_EXCERTO FORNECIDO:_
##########

Paulo Ralha acha natural que algumas juntas de freguesia queiram ser ressarcidas por ajudar os contribuintes a preencher e a enviar as declarações de IRS, uma vez que não têm obrigação de o fazer. Já em relação ao trabalho que os contribuintes são obrigados a ter com a validação de faturas, o presidente do STI diz que só assim é que os inspetores podem ser libertos do seu trabalho de secretaria para irem para o terreno combater a fraude e a evasão fiscal.
Estamos a assistir este ano a uma verdadeira corrida à entrega das declarações de IRS. Ficou surpreendido?
Não. Ficarei surpreendido se o governo fizer o reembolso em 12 dias e conseguir assim cumprir os prazos. Tudo o que o governo tem prometido, não tem cumprido os prazos. É o que se passa, por exemplo, com a revisão das carreiras. Se cumprir este, será ótimo.
A ideia de um reembolso mais cedo está a incentivar os contribuintes a entregarem nos primeiros dias?
Desde o ano passado que assistimos a uma mudança de paradigma nos prazos dos reembolsos. Antigamente demoravam muito mais tempo mas, desde o ano passado, a promessa de reembolso em três semanas – e que foi cumprida, o que nos surpreendeu pela positiva – levou os contribuintes a acelerarem o processo de entrega do IRS. Esta ideia de receber mais cedo está a levar os contribuintes a entregarem as declarações nos primeiros dias.

##########

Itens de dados
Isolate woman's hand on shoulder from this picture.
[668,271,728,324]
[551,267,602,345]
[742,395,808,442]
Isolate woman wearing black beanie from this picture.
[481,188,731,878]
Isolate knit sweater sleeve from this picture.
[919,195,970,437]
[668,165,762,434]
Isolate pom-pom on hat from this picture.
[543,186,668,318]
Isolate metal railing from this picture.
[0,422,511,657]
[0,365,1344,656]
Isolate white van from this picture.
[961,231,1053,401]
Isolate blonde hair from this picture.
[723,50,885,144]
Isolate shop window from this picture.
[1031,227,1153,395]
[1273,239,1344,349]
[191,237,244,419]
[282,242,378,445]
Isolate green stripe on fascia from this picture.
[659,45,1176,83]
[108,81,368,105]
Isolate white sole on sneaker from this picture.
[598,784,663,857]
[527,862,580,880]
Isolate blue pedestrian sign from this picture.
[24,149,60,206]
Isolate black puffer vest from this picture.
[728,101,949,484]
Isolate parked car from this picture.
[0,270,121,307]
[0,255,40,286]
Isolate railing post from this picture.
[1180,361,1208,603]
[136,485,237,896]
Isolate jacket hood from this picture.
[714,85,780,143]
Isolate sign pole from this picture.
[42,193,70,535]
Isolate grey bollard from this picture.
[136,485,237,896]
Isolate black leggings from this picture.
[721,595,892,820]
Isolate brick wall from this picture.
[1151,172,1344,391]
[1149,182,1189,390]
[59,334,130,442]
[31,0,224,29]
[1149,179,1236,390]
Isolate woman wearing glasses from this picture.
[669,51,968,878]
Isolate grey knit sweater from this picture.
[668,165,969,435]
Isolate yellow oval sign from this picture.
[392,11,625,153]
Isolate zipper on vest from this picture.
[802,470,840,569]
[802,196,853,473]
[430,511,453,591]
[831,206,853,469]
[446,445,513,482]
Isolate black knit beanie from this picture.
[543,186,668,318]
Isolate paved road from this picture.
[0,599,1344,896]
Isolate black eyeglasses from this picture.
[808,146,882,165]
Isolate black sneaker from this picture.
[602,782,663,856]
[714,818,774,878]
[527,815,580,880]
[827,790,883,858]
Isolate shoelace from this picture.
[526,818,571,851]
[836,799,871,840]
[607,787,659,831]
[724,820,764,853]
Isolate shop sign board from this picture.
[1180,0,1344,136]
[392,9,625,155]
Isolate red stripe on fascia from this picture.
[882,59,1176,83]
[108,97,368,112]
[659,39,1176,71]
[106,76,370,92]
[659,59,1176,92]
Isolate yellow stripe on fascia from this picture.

##########

_ENUNCIADO:_
Responda, por favor, a estas perguntas com base no excerto fornecido:
1. Segundo o presidente do STI, para que ficariam os inspetores libertos do trabalho de secretaria?
2. Se o governo fizesse o reembolso em quantos dias ficaria o entrevistado surpreendido?
3. Que prazo de reembolso foi prometido desde o ano passado?

_RESOLUÇÃO:_
1. Para irem para o terreno combater a fraude e a evasão fiscal.
2. Em 12 dias.
3. Três semanas.